* _Exercise aim_: Reproduce the data below verbatim from the line containing "Each instance of the beige" through its final line, and produce nothing more.

* BEGIN Task material *

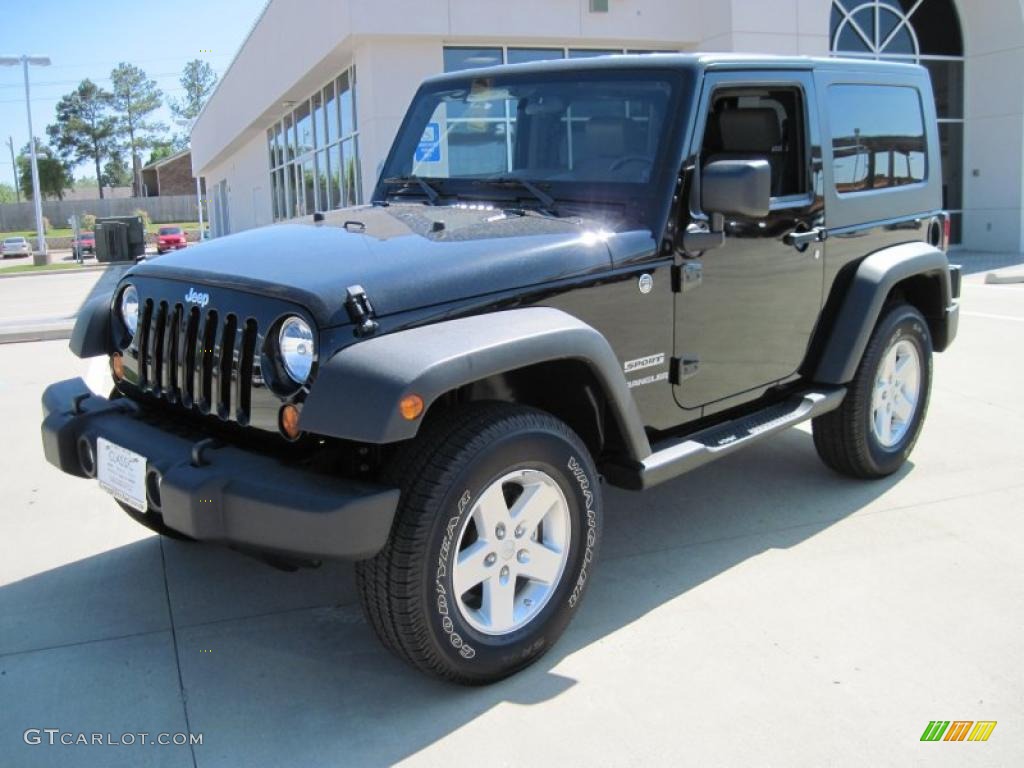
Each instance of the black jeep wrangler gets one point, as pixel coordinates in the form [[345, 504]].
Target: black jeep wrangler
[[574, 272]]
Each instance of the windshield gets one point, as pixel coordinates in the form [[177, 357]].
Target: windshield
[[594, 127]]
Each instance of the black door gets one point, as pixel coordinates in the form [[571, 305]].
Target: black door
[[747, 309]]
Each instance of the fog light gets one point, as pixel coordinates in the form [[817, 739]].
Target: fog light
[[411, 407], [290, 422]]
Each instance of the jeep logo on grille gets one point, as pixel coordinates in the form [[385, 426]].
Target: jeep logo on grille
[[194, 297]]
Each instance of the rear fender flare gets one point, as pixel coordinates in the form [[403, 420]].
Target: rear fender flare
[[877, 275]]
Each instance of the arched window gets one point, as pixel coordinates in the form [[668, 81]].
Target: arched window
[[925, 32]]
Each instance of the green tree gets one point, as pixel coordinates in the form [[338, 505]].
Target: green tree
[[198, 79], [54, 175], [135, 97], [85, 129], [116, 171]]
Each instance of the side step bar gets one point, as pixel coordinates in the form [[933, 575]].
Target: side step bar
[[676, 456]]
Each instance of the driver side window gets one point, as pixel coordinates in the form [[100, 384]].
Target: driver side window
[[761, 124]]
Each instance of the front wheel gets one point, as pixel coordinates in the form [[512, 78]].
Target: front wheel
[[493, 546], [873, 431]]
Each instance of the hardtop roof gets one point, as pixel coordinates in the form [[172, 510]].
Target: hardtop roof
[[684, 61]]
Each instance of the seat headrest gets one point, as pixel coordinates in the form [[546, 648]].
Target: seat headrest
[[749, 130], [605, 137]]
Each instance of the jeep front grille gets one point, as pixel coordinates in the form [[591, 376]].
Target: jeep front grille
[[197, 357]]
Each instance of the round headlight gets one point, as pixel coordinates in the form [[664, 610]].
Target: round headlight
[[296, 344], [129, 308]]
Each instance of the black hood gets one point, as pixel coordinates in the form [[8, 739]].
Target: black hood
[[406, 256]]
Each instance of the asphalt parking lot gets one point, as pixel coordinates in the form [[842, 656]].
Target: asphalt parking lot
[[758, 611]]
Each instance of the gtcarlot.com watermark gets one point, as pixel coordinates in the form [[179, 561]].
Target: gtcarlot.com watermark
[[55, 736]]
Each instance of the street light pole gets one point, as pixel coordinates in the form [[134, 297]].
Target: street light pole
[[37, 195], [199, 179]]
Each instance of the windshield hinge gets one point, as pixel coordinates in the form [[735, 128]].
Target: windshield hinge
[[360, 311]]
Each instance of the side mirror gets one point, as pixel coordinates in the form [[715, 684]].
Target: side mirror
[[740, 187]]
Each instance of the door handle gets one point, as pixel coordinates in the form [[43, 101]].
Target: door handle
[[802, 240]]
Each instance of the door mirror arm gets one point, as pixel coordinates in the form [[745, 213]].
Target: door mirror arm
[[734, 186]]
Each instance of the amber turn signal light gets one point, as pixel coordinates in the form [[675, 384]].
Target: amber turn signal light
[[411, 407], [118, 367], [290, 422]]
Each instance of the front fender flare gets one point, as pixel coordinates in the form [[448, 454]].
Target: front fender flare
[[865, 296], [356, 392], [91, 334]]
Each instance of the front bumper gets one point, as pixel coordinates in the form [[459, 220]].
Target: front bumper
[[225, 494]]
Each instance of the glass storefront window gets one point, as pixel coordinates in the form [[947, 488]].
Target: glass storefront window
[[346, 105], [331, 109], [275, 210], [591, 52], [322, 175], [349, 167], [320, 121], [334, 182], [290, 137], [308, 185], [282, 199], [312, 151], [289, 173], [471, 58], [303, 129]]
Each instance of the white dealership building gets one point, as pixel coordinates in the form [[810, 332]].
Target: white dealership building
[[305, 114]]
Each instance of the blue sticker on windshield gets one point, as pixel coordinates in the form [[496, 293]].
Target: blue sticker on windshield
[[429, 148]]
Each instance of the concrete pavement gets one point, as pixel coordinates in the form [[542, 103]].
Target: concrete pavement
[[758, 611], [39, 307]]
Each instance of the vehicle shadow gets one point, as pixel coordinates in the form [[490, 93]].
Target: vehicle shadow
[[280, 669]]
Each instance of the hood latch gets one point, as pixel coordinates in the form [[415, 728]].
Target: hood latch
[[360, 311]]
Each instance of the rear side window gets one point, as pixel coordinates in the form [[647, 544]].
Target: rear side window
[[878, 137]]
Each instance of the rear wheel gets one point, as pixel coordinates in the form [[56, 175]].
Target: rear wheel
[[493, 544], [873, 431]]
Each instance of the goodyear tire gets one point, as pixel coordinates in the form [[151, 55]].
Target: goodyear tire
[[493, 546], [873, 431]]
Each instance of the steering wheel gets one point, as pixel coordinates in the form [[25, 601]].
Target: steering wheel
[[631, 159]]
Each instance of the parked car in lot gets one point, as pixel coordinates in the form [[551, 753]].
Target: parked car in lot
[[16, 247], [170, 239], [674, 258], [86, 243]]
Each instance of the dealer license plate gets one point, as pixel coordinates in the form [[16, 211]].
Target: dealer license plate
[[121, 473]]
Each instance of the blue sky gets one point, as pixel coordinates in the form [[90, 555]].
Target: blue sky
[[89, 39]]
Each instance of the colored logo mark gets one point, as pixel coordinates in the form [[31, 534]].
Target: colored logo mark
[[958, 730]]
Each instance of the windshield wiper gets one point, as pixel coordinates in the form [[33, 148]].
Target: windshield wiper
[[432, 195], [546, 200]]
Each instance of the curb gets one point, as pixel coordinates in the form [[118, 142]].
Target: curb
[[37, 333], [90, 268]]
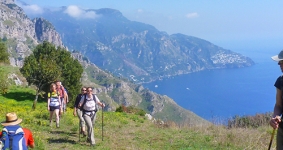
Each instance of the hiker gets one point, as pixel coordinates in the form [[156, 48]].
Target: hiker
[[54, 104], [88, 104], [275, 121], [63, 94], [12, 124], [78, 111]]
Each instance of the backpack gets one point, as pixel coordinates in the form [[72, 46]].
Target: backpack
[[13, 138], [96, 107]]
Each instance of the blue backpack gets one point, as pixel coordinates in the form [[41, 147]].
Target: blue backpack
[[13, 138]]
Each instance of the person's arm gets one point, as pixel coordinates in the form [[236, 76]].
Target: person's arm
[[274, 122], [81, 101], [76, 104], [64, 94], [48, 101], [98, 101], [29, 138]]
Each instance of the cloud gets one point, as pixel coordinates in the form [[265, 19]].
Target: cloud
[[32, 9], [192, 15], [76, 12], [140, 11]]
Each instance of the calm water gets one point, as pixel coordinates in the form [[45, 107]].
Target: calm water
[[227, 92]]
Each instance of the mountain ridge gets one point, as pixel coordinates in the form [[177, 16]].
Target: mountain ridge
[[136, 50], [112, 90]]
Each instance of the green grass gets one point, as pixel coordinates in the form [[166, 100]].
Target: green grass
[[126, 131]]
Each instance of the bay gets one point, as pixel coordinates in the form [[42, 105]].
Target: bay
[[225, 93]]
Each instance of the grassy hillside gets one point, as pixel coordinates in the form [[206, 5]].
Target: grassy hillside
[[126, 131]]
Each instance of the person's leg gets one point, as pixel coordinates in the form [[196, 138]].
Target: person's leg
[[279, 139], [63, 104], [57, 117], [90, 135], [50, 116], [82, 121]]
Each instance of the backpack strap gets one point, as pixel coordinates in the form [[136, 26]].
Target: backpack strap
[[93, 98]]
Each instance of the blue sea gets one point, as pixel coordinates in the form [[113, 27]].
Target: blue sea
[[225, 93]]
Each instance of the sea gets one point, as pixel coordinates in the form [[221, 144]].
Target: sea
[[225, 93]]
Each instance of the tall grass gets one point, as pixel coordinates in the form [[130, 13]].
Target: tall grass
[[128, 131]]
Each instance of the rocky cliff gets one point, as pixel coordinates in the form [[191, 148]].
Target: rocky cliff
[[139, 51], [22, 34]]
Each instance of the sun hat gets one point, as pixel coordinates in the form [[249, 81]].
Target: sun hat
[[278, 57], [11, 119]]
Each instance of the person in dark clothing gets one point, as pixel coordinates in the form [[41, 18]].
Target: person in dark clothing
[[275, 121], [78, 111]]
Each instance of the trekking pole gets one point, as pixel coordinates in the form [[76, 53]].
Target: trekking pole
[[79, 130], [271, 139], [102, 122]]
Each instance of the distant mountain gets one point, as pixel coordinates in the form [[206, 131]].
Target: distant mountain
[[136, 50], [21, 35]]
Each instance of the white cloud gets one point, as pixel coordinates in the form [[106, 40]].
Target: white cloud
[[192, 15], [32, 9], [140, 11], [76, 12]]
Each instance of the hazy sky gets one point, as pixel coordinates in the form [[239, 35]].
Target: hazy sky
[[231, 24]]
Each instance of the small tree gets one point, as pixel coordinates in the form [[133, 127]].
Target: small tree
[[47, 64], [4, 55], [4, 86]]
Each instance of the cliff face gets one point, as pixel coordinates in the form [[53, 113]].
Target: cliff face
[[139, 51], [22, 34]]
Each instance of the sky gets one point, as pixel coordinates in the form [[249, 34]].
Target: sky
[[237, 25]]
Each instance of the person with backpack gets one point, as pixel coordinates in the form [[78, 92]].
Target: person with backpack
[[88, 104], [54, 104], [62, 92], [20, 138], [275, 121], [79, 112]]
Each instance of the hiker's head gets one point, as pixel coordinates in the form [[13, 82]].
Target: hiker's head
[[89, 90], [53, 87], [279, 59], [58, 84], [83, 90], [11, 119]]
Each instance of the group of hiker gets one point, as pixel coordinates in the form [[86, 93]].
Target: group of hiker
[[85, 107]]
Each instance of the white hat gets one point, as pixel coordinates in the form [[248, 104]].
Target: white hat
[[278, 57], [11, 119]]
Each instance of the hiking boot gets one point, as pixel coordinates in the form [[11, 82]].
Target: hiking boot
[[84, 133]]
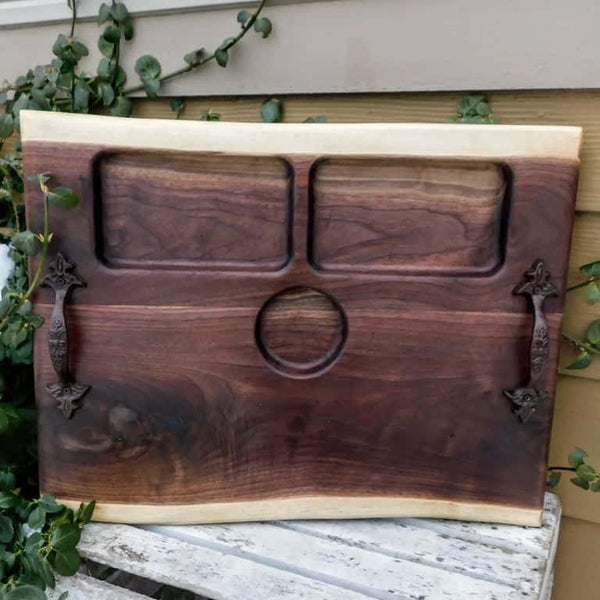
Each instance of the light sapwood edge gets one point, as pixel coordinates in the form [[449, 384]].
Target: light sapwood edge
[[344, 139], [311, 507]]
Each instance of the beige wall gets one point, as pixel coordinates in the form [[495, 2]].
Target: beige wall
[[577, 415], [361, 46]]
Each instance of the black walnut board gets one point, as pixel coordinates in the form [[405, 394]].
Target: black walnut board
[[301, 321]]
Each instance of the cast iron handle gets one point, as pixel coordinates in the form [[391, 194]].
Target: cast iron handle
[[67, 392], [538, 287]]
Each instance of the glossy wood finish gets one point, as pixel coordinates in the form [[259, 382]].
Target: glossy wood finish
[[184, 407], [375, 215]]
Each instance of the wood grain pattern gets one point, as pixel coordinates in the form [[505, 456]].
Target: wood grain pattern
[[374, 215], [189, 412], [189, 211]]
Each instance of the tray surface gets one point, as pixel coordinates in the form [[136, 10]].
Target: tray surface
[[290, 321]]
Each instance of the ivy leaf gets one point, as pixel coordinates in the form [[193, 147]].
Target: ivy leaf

* END Task material *

* _Solution_:
Each instance of the beige wall gets one point, as pixel coordinates in the form [[495, 2]].
Target: beige wall
[[577, 415], [361, 46]]
Each instance of the black walnut board gets one point, as pixel coordinates in the form [[405, 394]].
Target: black walnut board
[[301, 321]]
Each instance of the cast iron handle gets one point, as pixel coordinates in the form [[391, 194]].
Target: cast iron handle
[[67, 392], [538, 287]]
Each instance of the glossy wood finish gets one point, as pixel coordinates in the form [[259, 382]].
Target: glossy wood finish
[[184, 407], [375, 215]]
Each instance of the wood grain pattern gets one point, as pixel coordinates in the form [[505, 456]].
Target: wood grain pattern
[[374, 215], [189, 412], [189, 211]]
Each instance of the tray surface gets one point, as pixel coordinates in the form [[136, 10]].
Target: tray surface
[[290, 321]]
Each instance of the ivy leaf gets one point, as pixel coordinates in the form [[193, 147]].
Target: ivy leaf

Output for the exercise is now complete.